● TEXTE DE LA PAGE:

Saviez-vous que l’article 11 de la Convention européenne des droits de l’Homme garantit le droit de manifester ? Non ? Les autorités belges non plus apparemment. Ou alors : tout dépend des manifestants. Les participants au camp No Border2, organisé la semaine passée à Bruxelles, étaient visiblement du mauvais côté de la balance : eux ont eu droit à une répression généralisée. Indymédia a ainsi recensé près de mille arrestations durant la semaine. Dont un bon paquet à titre « préventif », avec de supposés participants chopés sans raison, juste parce qu’une manif se prépare et qu’ils sont coupables d’un délit de sale gueule. La force de l’arbitraire.
Toute la semaine, les activistes ont ainsi été arrêtés au petit malheur la malchance. Beaucoup ont subi un véritable flot d’insultes et de coups de la part des forces de l’ordre, avant d’être maintenus en cellule dans des commissariats, le temps d’être fichés, photographiés et humiliés. Se faire plaisir en cognant du « gauchiste » n’était sans doute pas l’unique ambition des flics ; accumuler noms et informations sur les militants dits radicaux - fichiers qui seront ensuite destinés à circuler dans les pays européens - reste à l’évidence leur but premier.

● ÉNONCÉ A:
D'après le texte sur la répression des manifestants à Bruxelles, combien d'arrestations Indymédia a-t-il recensées durant la semaine ?
● ÉNONCÉ B:
Recopiez sans rien changer le passage du texte sur la répression des manifestants à Bruxelles, depuis « Toute la semaine, les » jusqu'à « leur but premier. ».

Données d'annotation de régions d'image:

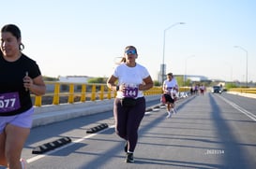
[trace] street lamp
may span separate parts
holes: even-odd
[[[165,54],[165,34],[166,34],[166,31],[168,31],[169,29],[173,28],[173,26],[175,25],[178,25],[178,24],[185,24],[185,22],[175,22],[174,24],[172,24],[171,26],[167,27],[164,31],[163,31],[163,50],[162,50],[162,66],[161,66],[161,81],[162,81],[162,84],[163,84],[163,79],[164,79],[164,70],[165,70],[165,66],[164,66],[164,54]]]
[[[189,58],[193,58],[193,57],[195,57],[195,55],[188,56],[185,59],[184,86],[185,86],[185,82],[186,82],[186,78],[187,78],[187,60]]]
[[[238,48],[238,49],[244,50],[244,51],[246,52],[246,54],[247,54],[247,68],[246,68],[247,71],[246,71],[246,78],[247,78],[247,87],[248,87],[248,50],[245,49],[244,48],[240,47],[240,46],[233,46],[233,47],[234,47],[234,48]]]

● RÉPONSE A:
Près de mille arrestations.

● RÉPONSE B:
Toute la semaine, les activistes ont ainsi été arrêtés au petit malheur la malchance. Beaucoup ont subi un véritable flot d’insultes et de coups de la part des forces de l’ordre, avant d’être maintenus en cellule dans des commissariats, le temps d’être fichés, photographiés et humiliés. Se faire plaisir en cognant du « gauchiste » n’était sans doute pas l’unique ambition des flics ; accumuler noms et informations sur les militants dits radicaux - fichiers qui seront ensuite destinés à circuler dans les pays européens - reste à l’évidence leur but premier.